▶ **Required action**
Reproduce the rows verbatim, from the start of the rows up to and including the line that contains "positive clicks: (131, 129) (126, 130)".

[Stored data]
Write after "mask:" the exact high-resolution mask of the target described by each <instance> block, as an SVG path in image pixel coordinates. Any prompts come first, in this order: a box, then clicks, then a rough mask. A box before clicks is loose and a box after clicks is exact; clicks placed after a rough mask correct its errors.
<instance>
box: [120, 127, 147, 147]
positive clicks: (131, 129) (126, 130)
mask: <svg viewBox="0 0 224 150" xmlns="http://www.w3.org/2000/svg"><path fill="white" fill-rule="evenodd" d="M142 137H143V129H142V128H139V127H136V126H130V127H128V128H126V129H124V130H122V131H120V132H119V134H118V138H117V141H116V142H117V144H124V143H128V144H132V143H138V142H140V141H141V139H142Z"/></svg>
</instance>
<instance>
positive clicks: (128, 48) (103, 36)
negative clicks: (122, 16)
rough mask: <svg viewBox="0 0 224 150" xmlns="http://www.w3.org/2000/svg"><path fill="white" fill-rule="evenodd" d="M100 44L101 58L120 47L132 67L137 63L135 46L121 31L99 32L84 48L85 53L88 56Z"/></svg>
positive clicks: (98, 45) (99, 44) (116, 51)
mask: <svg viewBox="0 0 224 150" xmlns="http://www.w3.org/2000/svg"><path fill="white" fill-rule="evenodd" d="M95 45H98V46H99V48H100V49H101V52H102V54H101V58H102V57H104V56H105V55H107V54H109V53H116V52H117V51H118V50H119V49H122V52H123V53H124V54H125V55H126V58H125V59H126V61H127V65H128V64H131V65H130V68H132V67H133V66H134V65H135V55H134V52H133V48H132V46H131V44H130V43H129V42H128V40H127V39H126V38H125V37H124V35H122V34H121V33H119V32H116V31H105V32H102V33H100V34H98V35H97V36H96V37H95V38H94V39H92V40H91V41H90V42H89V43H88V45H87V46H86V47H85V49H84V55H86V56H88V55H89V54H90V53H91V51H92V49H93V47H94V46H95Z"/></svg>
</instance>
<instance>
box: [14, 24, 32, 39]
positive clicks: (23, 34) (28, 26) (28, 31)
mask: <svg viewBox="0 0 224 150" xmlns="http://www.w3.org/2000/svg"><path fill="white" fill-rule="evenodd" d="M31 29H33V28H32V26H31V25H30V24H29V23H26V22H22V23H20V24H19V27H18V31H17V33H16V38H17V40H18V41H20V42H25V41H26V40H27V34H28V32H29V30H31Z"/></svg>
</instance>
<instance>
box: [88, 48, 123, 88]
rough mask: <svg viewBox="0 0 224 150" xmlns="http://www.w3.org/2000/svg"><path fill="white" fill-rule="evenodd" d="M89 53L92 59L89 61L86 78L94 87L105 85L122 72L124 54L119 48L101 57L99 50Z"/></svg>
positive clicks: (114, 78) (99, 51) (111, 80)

▶ **Answer to this task**
Write after "mask:" the exact high-resolution mask of the target described by each <instance> block, as an SVG path in image pixel coordinates. Any prompts come first, in this order: a box, then clicks, then a rough mask. A box before clicks is loose and a box after clicks is exact; clicks placed after a rough mask correct its errors.
<instance>
box: [120, 127, 147, 147]
positive clicks: (131, 129) (126, 130)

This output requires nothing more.